UK & World News
Fleeing ISIS: Iraqis Tell Of Loss And Tragedy
Dozens of Iraqi families who escaped the fighting in Mosul have made their way to a newly-built refugee camp in the northern area of Dohuk.
They are homeless and have nowhere to go.
"Ahmed" was an officer in the Iraqi police force. We've had to change his name because he's afraid he will be targeted again by ISIS militants.
He had just got to the camp with his family when we met him.
He showed us pictures he says he took of his home after ISIS bombed it.
What was once a seven-bedroom villa is now a pile of rubble.
Ahmed took his nine-month pregnant wife and children and came to the Dohuk camp.
It took them 12 hours and now they say they are afraid and on the run.
"People were so scared in Mosul when I left," said Ahmed.
"There was no electricity, no food and we heard explosions. The Islamist fighters were everywhere in the town.
"They wore black masks and were armed. You couldn't speak or reason with them or they'd just kill you."
Many more people are pouring into the camp, bringing with them stories of loss and tragedy.
Hundreds of thousands have recently fled the areas now under the control of ISIS and their allies.
Some are in camps, but even more went further into towns close to the border.
The town of Al Qosh near the Syrian border with Iraq has taken in hundreds in the past week.

**RECORD EXCERPTS**
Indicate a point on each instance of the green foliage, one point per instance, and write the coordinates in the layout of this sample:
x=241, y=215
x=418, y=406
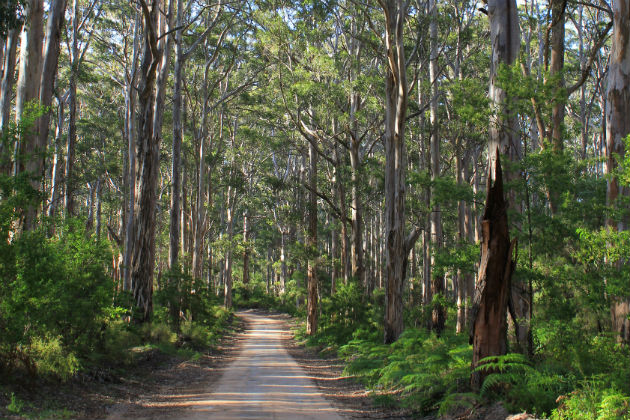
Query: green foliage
x=593, y=401
x=51, y=359
x=15, y=405
x=425, y=369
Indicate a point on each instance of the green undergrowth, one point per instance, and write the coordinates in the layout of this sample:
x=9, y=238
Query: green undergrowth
x=431, y=374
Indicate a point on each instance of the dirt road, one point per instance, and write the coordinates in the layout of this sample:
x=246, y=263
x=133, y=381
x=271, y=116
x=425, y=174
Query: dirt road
x=262, y=382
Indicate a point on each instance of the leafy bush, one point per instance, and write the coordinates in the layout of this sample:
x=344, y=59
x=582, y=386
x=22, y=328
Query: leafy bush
x=51, y=359
x=423, y=368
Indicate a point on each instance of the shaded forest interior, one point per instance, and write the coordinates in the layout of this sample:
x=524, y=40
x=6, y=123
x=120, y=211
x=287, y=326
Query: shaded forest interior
x=439, y=189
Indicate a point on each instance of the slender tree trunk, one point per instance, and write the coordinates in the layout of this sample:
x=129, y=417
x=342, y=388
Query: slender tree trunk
x=395, y=165
x=617, y=129
x=29, y=82
x=312, y=282
x=283, y=262
x=461, y=224
x=49, y=72
x=174, y=233
x=72, y=112
x=438, y=287
x=130, y=129
x=57, y=161
x=228, y=254
x=246, y=247
x=6, y=92
x=356, y=250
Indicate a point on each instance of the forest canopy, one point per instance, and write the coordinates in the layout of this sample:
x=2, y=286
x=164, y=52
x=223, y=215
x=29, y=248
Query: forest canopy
x=412, y=178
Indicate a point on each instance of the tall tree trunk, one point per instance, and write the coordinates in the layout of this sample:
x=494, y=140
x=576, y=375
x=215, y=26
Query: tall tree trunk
x=311, y=242
x=461, y=224
x=6, y=92
x=174, y=232
x=49, y=72
x=283, y=262
x=227, y=299
x=72, y=112
x=147, y=144
x=395, y=166
x=29, y=82
x=130, y=130
x=356, y=250
x=246, y=246
x=57, y=161
x=489, y=329
x=558, y=17
x=438, y=286
x=617, y=128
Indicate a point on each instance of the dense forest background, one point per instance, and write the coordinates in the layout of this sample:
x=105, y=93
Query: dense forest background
x=408, y=176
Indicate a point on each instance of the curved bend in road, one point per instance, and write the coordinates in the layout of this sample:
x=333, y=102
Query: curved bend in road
x=262, y=382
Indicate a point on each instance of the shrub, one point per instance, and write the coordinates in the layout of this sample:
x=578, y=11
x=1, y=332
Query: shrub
x=51, y=359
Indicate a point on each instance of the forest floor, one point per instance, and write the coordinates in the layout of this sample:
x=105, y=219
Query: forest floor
x=258, y=372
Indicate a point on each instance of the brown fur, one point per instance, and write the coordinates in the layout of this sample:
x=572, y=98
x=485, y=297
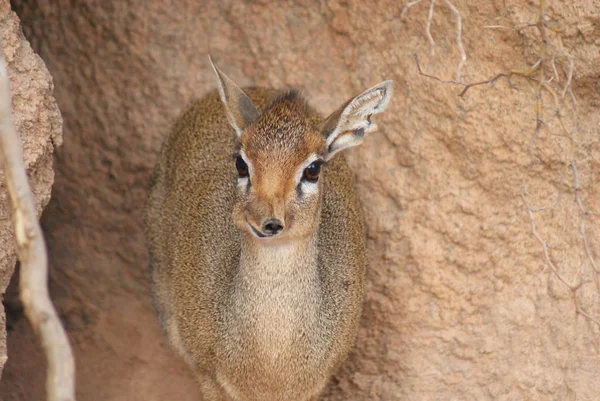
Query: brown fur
x=254, y=322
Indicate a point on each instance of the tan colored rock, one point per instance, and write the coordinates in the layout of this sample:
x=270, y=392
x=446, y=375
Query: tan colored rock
x=38, y=121
x=460, y=303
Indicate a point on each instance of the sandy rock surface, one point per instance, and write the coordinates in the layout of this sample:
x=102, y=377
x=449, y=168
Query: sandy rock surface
x=461, y=304
x=38, y=122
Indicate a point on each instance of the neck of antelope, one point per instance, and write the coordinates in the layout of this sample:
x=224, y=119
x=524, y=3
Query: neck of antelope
x=277, y=295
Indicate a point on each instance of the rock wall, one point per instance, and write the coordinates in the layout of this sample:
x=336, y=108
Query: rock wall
x=461, y=304
x=38, y=121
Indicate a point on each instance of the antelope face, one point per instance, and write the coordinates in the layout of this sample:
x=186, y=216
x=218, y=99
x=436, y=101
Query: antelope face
x=280, y=179
x=281, y=153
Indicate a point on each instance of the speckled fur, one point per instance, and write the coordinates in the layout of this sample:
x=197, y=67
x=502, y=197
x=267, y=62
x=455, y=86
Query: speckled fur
x=209, y=302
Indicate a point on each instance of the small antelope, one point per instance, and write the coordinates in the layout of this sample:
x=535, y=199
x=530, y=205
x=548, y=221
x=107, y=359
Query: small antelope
x=257, y=240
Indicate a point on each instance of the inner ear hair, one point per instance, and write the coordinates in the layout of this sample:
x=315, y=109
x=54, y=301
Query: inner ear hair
x=347, y=126
x=239, y=109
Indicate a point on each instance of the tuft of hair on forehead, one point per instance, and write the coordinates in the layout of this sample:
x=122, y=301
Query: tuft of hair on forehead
x=285, y=124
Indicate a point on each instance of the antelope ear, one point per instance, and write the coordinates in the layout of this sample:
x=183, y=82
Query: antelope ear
x=240, y=110
x=347, y=126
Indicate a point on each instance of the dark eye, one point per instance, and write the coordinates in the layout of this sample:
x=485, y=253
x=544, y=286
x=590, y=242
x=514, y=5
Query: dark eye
x=241, y=166
x=311, y=173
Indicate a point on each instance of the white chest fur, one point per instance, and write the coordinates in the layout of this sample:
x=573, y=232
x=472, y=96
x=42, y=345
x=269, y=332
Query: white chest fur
x=276, y=298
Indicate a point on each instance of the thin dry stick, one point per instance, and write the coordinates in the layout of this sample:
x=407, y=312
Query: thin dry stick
x=31, y=249
x=428, y=26
x=409, y=5
x=459, y=43
x=461, y=48
x=537, y=74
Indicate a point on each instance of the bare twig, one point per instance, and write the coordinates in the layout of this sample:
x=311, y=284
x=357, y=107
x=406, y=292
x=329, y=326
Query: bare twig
x=584, y=214
x=459, y=43
x=32, y=254
x=461, y=48
x=428, y=26
x=543, y=243
x=545, y=75
x=409, y=5
x=453, y=82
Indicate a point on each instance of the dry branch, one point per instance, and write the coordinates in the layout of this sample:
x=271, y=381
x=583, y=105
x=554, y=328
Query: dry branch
x=538, y=72
x=459, y=43
x=31, y=249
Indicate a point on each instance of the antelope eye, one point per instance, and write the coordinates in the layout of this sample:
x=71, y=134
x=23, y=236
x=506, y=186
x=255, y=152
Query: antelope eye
x=241, y=167
x=311, y=173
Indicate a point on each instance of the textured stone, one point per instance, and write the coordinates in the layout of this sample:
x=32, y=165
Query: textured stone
x=460, y=303
x=38, y=122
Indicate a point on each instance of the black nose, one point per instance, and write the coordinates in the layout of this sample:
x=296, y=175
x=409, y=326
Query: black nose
x=272, y=227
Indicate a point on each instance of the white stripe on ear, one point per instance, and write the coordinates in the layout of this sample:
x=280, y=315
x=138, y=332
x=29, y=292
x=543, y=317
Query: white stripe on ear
x=347, y=126
x=240, y=110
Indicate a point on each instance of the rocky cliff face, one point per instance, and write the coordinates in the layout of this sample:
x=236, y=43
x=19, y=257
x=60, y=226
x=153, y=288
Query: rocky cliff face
x=461, y=302
x=38, y=121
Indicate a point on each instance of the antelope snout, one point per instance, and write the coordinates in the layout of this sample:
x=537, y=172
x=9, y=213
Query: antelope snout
x=272, y=227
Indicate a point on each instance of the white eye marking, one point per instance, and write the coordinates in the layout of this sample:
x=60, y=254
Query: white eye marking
x=307, y=187
x=304, y=165
x=243, y=183
x=245, y=157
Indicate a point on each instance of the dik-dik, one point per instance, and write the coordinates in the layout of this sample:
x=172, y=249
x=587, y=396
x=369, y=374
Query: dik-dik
x=257, y=240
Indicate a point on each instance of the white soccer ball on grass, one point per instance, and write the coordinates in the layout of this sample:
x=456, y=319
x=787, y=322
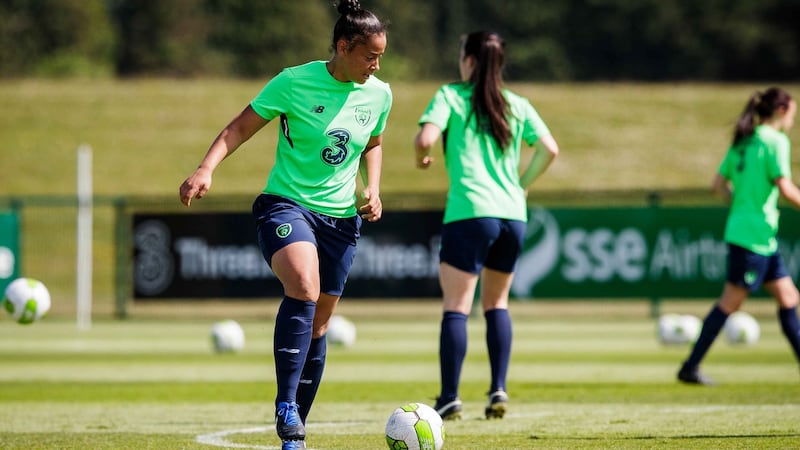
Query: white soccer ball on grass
x=26, y=300
x=742, y=329
x=415, y=426
x=678, y=329
x=227, y=336
x=341, y=331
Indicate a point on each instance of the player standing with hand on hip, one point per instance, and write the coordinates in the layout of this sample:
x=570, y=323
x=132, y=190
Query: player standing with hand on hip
x=484, y=126
x=754, y=173
x=332, y=116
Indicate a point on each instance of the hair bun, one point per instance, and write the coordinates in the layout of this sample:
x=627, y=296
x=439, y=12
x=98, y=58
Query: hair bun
x=347, y=7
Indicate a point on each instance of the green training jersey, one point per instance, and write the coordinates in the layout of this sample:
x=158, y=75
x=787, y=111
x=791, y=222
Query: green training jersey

**WORK INSTRUCTION**
Translate this sentence from the article on Iraqi families fleeing Mosul into Spanish: "What was once a seven-bedroom villa is now a pile of rubble."

**WRITTEN REPLY**
Lo que antes era una villa de siete dormitorios ahora es un montón de escombros.